**WHAT IS BEING ASKED**
Below is a block of data; give all of it again word for word.

**EXCERPTED DATA**
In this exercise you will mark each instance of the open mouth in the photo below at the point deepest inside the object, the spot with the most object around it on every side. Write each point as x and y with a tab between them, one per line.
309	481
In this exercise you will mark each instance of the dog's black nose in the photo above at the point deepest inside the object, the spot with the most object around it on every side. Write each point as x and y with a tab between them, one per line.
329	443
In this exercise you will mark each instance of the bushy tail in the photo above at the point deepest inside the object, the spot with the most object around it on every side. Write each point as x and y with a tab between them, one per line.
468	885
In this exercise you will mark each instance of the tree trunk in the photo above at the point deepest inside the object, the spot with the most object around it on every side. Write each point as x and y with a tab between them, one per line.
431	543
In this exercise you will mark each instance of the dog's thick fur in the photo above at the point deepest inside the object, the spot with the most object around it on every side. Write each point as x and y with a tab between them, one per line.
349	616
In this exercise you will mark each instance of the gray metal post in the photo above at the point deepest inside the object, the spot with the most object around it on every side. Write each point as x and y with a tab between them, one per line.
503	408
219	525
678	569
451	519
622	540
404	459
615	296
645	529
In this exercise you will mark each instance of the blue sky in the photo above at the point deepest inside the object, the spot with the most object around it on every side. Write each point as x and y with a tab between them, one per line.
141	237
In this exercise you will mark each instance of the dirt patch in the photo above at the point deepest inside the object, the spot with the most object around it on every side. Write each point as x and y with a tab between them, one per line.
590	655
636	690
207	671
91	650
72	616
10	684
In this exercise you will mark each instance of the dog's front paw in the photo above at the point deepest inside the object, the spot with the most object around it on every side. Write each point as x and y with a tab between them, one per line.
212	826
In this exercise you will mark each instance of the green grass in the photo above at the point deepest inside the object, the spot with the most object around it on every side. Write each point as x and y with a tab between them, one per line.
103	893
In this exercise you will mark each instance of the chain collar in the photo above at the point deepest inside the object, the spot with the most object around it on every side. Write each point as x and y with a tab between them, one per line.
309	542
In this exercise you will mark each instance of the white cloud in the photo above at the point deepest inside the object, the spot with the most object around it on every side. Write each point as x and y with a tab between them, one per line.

**RESULT BELOW**
In this exercise you will mark each instance of the open mouth in the photo below at the point deepest inside the object, the spot with the most object around it on every side. Write each point as x and y with a tab between them, one per line.
309	481
In this exercise you will mark each instance of the dog's black nose in the photo above at the point deepest inside the object, the spot with the most object around it on every side. Write each point as x and y with a tab between them, one per line.
329	443
In this exercise you will mark each instance of the bushy tail in the photo above at the point deepest inside the object, the spot with the most object around it on every side. Write each point as x and y with a tab between them, one per line.
468	885
In this exercise you will mark each instance of the tree trunk in the photo above at the point deepest inside the object, the spot with the most object around it on every side. Write each point as x and y with a tab between them, one per line.
431	543
In this exercise you will mark each instance of the dog's thick fur in the photo above at the point deepest inside the object, the spot with the most object around it on every side. Write each point as x and y with a tab between them, one per line.
349	616
In this exercise you will mark each instance of the gray metal post in the photo above at the point deepest inside the object, the spot with the most object around it on every side. Write each point as x and y with a tab between them, one per line.
503	408
219	525
678	569
451	519
622	540
404	459
615	296
645	529
In this exercise you will mark each instance of the blue sky in the photo above at the point deepest inside the object, the spot with the most object around it on every side. Write each point as x and y with a tab between them, one per line.
141	237
In this exercise you will mark each instance of the dirt patch in the photo above at the point deepest inside the object, the spot with the most object around it on every side. Write each point as x and y with a tab between them, one per line.
590	655
636	690
207	671
91	650
72	616
10	684
In this exercise you will mark each instance of the dog's front paw in the photo above at the point deepest inside the object, the spot with the most object around it on every side. Write each point as x and y with a tab between them, one per line.
212	826
In this exercise you will mark each instance of the green grass in the photo above at the point deepest inside the object, the spot with the most object around it on every side. Write each point as x and y with a tab between them, one per line.
103	893
In this exercise you will mark each instance of the chain collar in the photo above at the point deepest inside the object, the spot with the most object around it on every side. Write each point as x and y with a tab between them, one per line.
309	542
In this exercise you will mark each instance of the white cloud in the photo above at the point deepest inside the object, the spot with the most object around it on every side. Write each point as x and y with a tab between them, one per line.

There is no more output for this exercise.